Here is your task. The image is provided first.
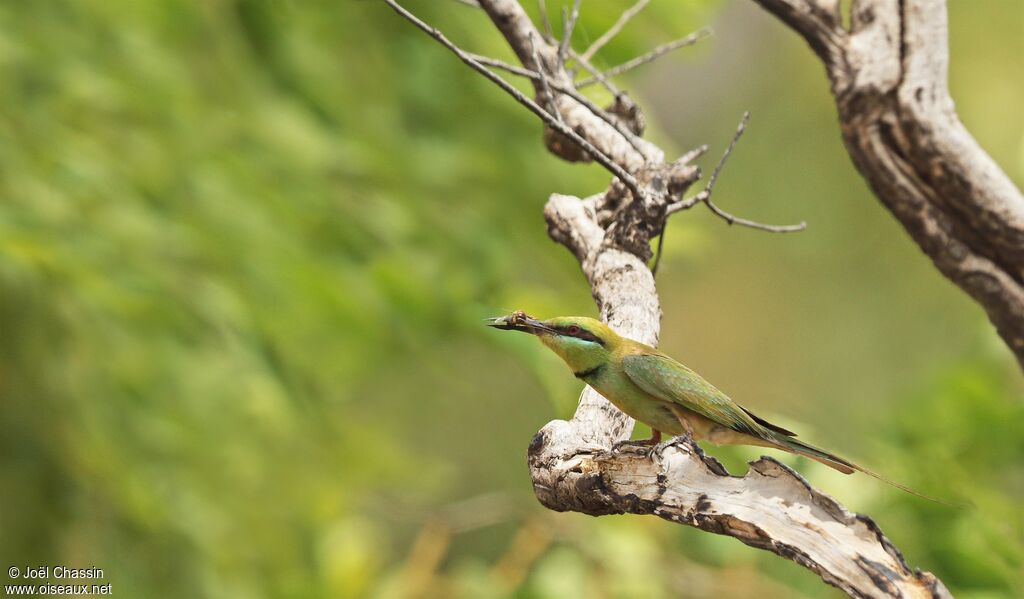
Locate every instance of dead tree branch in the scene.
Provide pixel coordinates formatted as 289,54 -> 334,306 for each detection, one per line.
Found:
383,0 -> 949,597
755,0 -> 1024,368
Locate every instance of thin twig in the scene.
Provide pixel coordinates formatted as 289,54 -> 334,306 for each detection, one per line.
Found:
558,0 -> 581,71
383,0 -> 644,200
569,48 -> 622,96
575,28 -> 711,89
580,0 -> 650,60
655,112 -> 807,232
529,32 -> 565,123
537,0 -> 555,43
467,52 -> 644,154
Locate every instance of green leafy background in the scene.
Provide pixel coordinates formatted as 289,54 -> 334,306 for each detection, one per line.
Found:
0,0 -> 1024,599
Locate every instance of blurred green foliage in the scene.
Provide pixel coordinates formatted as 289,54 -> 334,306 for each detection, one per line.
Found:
0,0 -> 1024,598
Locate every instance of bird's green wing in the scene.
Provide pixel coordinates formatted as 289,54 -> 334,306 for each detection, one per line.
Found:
623,353 -> 770,437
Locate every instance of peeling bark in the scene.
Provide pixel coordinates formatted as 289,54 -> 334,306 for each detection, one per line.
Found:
755,0 -> 1024,368
383,0 -> 966,598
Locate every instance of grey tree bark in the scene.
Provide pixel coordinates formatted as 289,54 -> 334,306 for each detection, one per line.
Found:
382,0 -> 1024,598
754,0 -> 1024,368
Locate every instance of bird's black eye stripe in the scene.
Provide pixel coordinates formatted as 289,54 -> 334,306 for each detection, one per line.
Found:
558,325 -> 604,345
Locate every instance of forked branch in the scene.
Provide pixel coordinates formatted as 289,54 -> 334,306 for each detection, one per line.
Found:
383,0 -> 948,597
755,0 -> 1024,368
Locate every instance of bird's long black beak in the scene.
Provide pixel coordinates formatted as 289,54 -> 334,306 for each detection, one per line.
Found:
483,312 -> 555,335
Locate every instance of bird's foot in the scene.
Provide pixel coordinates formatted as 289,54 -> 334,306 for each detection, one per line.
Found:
611,437 -> 660,453
651,432 -> 693,458
611,429 -> 662,454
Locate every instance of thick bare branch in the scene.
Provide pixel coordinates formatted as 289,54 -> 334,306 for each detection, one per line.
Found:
544,195 -> 950,598
384,0 -> 948,597
755,0 -> 1024,368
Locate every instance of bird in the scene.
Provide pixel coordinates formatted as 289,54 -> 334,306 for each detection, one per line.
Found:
485,310 -> 951,505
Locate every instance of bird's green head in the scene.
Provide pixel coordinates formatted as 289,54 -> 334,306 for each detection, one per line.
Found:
487,311 -> 623,373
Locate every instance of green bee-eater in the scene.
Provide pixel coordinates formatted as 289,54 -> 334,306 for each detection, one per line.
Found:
487,311 -> 945,503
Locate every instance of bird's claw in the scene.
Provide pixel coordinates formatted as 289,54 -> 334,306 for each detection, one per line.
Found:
611,439 -> 657,454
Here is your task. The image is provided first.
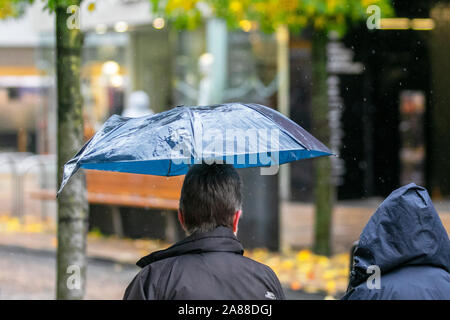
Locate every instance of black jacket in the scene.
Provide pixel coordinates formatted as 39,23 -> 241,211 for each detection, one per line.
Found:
124,227 -> 285,300
343,183 -> 450,300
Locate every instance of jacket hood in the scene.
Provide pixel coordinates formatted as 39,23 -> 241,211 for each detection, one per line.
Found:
350,183 -> 450,287
136,227 -> 244,268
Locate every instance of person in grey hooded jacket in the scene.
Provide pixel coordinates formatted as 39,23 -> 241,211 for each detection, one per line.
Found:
342,183 -> 450,300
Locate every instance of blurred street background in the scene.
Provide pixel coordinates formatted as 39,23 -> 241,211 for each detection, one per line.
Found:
0,0 -> 450,299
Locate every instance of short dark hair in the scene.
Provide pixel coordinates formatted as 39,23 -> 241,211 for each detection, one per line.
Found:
180,163 -> 242,233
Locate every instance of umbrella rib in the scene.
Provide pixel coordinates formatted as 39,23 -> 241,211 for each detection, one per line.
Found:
183,107 -> 197,162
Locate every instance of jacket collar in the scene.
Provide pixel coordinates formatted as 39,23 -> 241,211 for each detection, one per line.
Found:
136,227 -> 244,268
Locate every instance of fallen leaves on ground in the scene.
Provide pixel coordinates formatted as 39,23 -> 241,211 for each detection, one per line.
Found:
245,249 -> 350,299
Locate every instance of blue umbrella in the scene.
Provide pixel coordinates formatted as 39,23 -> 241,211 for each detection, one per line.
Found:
58,103 -> 332,193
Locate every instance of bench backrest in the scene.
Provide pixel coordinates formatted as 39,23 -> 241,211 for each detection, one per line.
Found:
86,170 -> 184,206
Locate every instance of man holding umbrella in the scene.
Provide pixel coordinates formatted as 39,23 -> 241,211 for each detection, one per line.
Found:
58,103 -> 332,299
124,164 -> 285,300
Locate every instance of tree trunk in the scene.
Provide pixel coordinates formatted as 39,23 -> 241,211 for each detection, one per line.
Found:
56,1 -> 88,299
312,31 -> 335,255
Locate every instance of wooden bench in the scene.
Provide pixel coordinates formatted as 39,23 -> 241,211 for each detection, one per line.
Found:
30,170 -> 184,242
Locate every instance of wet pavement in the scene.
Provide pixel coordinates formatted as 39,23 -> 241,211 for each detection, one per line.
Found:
0,246 -> 324,300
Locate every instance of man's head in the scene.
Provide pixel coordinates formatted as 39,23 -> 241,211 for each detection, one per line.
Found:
178,164 -> 242,234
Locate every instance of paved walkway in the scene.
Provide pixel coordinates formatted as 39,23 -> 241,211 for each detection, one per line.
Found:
280,198 -> 450,253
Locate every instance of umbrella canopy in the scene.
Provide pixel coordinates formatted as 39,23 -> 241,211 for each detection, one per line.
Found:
58,103 -> 332,193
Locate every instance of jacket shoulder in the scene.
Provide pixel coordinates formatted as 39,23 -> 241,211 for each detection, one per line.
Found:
342,266 -> 450,300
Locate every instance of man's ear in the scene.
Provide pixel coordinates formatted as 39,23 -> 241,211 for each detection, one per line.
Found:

# What you should do
Count the lines of the material above that contain the string "bark", and give only that number.

# Worked answer
2